▶ [Set problem]: Reproduce the data below line for line, changing nothing except that every x and y coordinate in the answers is increased by 147.

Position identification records
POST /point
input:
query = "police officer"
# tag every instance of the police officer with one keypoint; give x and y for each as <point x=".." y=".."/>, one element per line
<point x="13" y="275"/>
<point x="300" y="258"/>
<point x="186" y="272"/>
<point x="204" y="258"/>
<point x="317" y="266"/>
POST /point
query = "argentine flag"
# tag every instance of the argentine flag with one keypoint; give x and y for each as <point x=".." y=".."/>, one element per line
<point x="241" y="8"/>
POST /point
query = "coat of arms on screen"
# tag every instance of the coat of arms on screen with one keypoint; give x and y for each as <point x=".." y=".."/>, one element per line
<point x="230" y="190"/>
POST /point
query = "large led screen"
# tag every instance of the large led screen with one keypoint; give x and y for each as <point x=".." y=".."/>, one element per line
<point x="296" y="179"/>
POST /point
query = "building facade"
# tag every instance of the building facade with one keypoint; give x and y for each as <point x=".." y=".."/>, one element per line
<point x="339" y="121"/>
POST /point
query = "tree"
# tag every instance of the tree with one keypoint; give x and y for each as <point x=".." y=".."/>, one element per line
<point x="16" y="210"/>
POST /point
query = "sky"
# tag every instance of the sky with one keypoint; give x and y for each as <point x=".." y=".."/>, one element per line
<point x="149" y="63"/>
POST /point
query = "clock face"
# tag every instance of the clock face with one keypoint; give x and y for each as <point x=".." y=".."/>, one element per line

▶ [Right answer]:
POST /point
input:
query = "police officer"
# tag every instance of the police officer with one keypoint; give x and y for each as <point x=".." y=".."/>, one element per line
<point x="160" y="422"/>
<point x="447" y="405"/>
<point x="333" y="419"/>
<point x="351" y="405"/>
<point x="464" y="413"/>
POST /point
query = "argentine flag"
# tag every instance of the argentine flag with one keypoint; give x and y for each as <point x=".." y=".."/>, one element per line
<point x="388" y="155"/>
POST /point
query = "coat of arms on screen"
# tag every instance of the coat of arms on screen with one keypoint; give x and y for each as <point x=".." y=".."/>, one element per line
<point x="377" y="337"/>
POST /point
query = "large led screen"
# tag every instance of the large led screen with one keypoint; give x and y for each as <point x=".." y=".."/>, one element per line
<point x="443" y="326"/>
POST /point
query = "building facade"
# tag every instance of the building facade with one keypoint; give x and y for each as <point x=".." y=".."/>, one element per line
<point x="486" y="268"/>
POST /point
query = "tree"
# tag every instance of the tree with one keypoint; give x and y for each as <point x=".." y=".."/>, one element per line
<point x="163" y="357"/>
POST /point
query = "sky"
# tag every instance of the sky with one keypoint; give x and y for each as <point x=".." y=".."/>, one element per line
<point x="296" y="210"/>
POST /point
query = "clock face"
# tag every instance of the clock face with one keypoint; give x and y for each as <point x=".." y=".."/>, one element per line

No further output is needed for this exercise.